— start —

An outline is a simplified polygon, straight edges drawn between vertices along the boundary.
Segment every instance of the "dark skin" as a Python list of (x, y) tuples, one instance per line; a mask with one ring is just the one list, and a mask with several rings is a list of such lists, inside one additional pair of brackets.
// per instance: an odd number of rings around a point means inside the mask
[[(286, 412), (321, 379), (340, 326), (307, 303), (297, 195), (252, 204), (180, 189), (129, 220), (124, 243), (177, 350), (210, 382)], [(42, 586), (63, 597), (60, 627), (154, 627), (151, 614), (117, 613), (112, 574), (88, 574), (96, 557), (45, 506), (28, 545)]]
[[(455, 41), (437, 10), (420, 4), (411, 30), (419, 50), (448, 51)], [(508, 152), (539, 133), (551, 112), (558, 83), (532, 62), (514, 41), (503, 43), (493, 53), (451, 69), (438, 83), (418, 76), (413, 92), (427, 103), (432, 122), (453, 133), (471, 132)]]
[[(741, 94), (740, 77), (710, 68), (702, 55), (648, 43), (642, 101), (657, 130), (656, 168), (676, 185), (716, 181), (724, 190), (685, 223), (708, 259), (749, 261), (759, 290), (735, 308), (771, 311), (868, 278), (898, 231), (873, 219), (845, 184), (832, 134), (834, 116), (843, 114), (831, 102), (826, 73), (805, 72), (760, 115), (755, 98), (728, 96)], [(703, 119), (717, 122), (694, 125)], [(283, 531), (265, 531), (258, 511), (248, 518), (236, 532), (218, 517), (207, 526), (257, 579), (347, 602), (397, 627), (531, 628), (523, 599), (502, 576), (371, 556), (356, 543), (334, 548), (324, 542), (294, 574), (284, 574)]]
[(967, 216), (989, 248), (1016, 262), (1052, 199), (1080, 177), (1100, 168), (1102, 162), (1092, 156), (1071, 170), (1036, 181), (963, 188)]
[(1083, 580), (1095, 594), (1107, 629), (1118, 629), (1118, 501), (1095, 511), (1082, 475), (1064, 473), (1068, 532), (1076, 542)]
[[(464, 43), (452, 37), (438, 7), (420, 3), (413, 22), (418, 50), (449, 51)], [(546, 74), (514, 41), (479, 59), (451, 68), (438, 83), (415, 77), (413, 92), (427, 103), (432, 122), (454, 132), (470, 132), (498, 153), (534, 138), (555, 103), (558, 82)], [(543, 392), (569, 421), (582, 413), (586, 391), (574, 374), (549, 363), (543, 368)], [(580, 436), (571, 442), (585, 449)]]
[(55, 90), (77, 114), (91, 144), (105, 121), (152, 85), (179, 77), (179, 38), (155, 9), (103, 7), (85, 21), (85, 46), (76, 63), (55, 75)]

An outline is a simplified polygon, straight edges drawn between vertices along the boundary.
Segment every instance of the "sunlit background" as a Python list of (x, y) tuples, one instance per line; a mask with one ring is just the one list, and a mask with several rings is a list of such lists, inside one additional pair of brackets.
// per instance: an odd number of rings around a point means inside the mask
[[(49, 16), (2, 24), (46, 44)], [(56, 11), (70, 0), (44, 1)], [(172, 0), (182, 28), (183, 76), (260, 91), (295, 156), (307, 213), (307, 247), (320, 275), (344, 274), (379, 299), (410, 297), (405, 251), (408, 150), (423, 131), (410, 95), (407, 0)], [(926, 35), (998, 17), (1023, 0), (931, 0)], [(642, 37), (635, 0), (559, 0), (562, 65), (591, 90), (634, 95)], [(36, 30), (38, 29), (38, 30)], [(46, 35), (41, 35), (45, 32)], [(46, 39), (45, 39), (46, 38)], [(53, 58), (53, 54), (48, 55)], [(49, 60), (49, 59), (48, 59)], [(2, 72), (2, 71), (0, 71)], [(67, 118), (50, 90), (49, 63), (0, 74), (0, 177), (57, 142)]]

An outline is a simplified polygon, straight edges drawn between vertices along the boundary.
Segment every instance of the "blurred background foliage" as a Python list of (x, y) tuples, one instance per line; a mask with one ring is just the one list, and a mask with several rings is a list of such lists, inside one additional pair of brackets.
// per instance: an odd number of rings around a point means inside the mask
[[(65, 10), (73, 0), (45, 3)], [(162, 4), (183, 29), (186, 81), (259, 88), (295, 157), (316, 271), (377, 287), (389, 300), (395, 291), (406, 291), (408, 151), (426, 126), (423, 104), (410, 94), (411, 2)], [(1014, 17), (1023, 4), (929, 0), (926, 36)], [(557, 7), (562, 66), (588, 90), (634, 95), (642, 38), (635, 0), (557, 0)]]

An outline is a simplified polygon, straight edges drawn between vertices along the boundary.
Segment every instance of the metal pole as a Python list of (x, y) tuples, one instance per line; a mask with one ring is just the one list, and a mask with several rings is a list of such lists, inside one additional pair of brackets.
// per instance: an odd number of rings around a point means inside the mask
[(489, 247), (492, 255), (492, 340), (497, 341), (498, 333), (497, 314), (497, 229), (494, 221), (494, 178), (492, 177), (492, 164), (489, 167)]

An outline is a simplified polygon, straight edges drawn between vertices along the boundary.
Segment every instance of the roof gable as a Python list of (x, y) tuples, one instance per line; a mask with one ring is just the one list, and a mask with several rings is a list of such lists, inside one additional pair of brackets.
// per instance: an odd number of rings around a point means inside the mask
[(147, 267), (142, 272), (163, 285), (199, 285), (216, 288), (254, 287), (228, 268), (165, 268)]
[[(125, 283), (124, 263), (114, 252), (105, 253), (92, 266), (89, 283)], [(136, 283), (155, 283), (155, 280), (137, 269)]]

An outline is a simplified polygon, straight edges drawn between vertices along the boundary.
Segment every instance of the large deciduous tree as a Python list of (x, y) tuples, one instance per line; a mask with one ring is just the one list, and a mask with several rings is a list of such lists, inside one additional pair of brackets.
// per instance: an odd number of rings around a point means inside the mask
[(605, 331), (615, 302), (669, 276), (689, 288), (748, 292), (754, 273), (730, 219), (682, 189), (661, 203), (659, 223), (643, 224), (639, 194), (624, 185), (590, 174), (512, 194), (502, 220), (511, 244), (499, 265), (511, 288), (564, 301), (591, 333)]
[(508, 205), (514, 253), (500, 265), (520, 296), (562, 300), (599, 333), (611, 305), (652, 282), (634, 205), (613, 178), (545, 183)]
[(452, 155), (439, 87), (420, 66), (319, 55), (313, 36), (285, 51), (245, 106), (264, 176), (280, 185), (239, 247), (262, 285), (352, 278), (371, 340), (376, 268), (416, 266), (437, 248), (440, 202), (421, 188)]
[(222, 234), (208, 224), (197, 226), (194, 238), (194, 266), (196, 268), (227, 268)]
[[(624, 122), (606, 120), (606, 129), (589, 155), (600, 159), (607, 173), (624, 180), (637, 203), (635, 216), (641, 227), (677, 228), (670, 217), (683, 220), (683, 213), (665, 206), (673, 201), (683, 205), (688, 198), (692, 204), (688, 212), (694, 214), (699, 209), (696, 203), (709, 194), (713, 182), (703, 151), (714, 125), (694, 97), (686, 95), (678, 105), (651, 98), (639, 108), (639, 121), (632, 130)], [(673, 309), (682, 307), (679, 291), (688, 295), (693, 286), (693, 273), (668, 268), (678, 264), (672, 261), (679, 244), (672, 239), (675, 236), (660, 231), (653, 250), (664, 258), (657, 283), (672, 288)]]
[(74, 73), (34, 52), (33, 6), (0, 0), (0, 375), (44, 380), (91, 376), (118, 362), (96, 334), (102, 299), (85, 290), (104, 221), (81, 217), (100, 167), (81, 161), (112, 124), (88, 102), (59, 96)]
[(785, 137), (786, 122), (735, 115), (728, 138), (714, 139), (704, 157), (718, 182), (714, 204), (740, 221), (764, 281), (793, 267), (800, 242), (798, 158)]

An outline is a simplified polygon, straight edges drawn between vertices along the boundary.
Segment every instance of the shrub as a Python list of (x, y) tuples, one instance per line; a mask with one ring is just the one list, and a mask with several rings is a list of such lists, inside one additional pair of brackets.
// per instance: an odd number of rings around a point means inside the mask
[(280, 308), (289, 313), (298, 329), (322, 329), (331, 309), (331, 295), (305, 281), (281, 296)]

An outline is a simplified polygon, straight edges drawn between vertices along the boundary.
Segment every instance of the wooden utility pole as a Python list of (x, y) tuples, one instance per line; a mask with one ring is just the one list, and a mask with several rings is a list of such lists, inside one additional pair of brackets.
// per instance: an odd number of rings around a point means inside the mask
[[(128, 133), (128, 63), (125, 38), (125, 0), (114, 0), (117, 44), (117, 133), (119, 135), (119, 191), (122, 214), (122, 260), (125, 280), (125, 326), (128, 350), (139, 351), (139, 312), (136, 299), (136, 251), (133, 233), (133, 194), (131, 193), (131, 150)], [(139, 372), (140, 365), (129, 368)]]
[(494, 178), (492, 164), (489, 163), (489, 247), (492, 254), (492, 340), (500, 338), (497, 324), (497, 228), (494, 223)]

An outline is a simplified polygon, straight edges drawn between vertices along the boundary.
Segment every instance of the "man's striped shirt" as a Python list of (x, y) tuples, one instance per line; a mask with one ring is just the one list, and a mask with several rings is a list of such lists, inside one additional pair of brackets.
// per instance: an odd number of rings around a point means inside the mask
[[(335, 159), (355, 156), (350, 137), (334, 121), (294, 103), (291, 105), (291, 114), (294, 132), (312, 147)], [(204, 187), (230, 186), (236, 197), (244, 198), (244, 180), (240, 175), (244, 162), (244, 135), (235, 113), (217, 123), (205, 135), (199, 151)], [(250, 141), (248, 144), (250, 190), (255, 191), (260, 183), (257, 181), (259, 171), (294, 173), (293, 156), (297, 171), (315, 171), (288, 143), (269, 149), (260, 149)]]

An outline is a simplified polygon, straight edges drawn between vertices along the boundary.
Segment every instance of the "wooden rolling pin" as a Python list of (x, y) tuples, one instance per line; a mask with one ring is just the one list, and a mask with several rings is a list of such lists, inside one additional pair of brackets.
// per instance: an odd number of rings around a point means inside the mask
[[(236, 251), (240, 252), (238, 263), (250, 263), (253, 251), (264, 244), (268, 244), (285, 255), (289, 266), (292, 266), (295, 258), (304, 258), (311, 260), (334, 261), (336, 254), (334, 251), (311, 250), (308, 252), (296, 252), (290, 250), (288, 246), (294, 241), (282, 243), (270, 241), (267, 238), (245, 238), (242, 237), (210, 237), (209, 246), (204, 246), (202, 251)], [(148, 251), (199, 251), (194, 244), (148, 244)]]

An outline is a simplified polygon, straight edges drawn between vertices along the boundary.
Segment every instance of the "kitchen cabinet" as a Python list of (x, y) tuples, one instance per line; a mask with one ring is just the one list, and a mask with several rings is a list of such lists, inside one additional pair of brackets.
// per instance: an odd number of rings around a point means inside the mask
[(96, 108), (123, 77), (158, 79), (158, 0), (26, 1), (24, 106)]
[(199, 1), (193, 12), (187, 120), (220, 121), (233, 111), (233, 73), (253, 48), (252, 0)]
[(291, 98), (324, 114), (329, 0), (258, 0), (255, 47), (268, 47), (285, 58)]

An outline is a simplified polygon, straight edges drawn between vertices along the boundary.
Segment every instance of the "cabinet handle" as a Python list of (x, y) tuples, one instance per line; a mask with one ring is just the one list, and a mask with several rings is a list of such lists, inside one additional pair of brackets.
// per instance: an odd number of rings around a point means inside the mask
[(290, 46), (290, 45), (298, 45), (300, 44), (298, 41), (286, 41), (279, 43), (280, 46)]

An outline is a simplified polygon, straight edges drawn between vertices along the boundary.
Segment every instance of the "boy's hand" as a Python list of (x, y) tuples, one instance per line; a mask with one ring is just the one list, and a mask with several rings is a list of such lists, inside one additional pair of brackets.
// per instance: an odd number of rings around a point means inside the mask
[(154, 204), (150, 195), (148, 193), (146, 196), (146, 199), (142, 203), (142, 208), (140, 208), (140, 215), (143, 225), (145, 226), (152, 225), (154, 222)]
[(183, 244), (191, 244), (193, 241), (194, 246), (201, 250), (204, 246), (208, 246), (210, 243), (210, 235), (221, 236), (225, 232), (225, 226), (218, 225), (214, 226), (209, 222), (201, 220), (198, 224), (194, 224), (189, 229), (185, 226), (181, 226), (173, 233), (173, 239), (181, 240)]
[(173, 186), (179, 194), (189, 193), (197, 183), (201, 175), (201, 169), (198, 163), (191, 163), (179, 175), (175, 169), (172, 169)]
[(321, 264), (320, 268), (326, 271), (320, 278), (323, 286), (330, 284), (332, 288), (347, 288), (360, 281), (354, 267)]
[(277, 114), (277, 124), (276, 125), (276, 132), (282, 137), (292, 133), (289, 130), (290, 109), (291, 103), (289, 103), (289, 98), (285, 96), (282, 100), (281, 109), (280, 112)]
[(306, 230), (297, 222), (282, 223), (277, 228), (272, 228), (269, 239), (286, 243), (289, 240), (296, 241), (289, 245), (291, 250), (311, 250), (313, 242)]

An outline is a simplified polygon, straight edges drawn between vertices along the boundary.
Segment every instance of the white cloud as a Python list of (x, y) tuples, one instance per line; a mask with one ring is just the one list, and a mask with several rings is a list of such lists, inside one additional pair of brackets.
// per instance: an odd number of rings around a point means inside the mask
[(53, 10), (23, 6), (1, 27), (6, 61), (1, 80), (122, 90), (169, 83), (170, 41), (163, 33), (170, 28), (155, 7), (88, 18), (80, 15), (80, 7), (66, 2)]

— end —

:: Request ::
Rewrite the data from its first line through the line containing "574), (284, 574)]]", both ends included, keeping every line, and add 54 to each x and y vertex coordinate in the answers.

:: Worked solution ::
An outline is a simplified polygon, straight edges drawn between vertices along the boundary.
Segment every instance of the "dark skin" as a Python list of (x, y) tuples, one instance per line; a mask with one ring is just the one list, and a mask with several rings is a list of such lists, inside one additional pair of brackets.
// per instance: an odd number of rings around a point means inside the mask
[[(340, 466), (375, 433), (394, 380), (361, 357), (351, 249), (306, 258), (234, 243), (183, 274), (178, 297), (231, 404), (264, 436)], [(96, 640), (117, 651), (114, 681), (208, 681), (205, 668), (171, 667), (166, 628), (142, 628), (150, 611), (99, 560), (82, 599)]]
[[(509, 95), (491, 64), (474, 58), (465, 84), (473, 104), (502, 105)], [(562, 206), (593, 187), (605, 166), (612, 137), (586, 116), (568, 95), (557, 97), (547, 107), (505, 123), (492, 137), (472, 130), (467, 146), (481, 157), (486, 176), (507, 187), (525, 186)]]
[[(795, 148), (794, 131), (764, 122), (756, 109), (702, 97), (696, 155), (711, 184), (710, 222), (730, 239), (770, 235), (778, 244), (739, 277), (762, 313), (803, 315), (813, 344), (789, 362), (825, 365), (922, 332), (952, 285), (927, 273), (899, 238), (886, 188), (888, 170), (897, 168), (885, 156), (880, 127), (859, 126), (814, 169), (809, 152), (782, 150)], [(757, 173), (771, 176), (748, 179)], [(337, 585), (319, 585), (312, 565), (302, 572), (290, 586), (272, 571), (261, 580), (311, 633), (401, 656), (451, 681), (585, 682), (577, 653), (556, 630), (425, 610), (410, 597), (388, 602), (378, 596), (348, 628), (338, 628)]]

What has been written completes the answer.